* Begin AVAILABLE DATA *
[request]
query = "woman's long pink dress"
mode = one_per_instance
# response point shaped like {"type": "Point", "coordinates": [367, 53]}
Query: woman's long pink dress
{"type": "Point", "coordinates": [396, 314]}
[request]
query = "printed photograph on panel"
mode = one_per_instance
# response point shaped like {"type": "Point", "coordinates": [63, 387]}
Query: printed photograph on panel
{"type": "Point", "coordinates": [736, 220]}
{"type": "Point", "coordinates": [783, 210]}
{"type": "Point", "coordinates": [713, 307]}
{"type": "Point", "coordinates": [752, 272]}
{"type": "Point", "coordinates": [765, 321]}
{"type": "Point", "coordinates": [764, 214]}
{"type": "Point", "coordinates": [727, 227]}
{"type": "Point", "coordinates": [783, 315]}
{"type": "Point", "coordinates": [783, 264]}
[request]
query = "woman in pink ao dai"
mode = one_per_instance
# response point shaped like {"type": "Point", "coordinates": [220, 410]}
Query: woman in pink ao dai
* End AVAILABLE DATA *
# GIVEN TASK
Copy out every line of the entries above with no changes at all.

# TASK RESULT
[request]
query = "woman's long pink dress"
mode = one_per_instance
# response point shaped like {"type": "Point", "coordinates": [367, 53]}
Query: woman's long pink dress
{"type": "Point", "coordinates": [396, 314]}
[request]
query = "printed photograph on panel"
mode = one_per_instance
# response point shaped like {"type": "Point", "coordinates": [63, 387]}
Query: printed photograph on panel
{"type": "Point", "coordinates": [736, 220]}
{"type": "Point", "coordinates": [783, 210]}
{"type": "Point", "coordinates": [713, 307]}
{"type": "Point", "coordinates": [752, 272]}
{"type": "Point", "coordinates": [765, 321]}
{"type": "Point", "coordinates": [764, 214]}
{"type": "Point", "coordinates": [727, 227]}
{"type": "Point", "coordinates": [783, 315]}
{"type": "Point", "coordinates": [783, 264]}
[request]
query = "woman in pink ao dai"
mode = one_per_instance
# response point shaped like {"type": "Point", "coordinates": [220, 410]}
Query: woman in pink ao dai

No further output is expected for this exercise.